* _Work to do_: Please copy the stretch of rows below, from the line containing "Practice step: find every instance of the squirrel's ear" through the end of the rows, keeping every character unchanged.

* _Records shown_:
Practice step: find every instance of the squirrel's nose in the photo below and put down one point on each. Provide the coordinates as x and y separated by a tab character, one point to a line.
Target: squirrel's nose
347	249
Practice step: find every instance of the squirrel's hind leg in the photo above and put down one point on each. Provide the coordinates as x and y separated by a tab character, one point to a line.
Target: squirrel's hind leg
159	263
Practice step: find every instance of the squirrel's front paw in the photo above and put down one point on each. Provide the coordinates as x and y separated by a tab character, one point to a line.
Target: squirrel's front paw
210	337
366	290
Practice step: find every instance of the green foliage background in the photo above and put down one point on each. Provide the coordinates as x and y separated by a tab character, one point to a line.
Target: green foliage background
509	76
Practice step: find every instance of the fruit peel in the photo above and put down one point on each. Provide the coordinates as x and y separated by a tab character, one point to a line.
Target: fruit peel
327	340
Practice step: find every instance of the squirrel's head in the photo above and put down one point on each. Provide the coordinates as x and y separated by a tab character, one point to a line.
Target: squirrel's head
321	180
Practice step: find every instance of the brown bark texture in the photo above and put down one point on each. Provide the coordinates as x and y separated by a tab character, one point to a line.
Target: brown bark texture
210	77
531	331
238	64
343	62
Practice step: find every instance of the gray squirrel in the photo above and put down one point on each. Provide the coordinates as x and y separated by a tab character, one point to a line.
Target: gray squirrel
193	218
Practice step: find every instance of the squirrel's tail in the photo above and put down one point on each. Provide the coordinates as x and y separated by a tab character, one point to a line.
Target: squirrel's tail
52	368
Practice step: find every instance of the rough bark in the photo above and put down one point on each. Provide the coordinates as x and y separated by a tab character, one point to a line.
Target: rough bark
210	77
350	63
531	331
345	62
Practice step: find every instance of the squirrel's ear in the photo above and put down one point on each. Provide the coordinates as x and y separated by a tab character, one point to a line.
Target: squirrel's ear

* _Task output_:
Practice step: find every instance of the squirrel's ear in the photo above and put down one point on each. Provide the coordinates as x and y separated by a tab character, one point to a line.
Target: squirrel's ear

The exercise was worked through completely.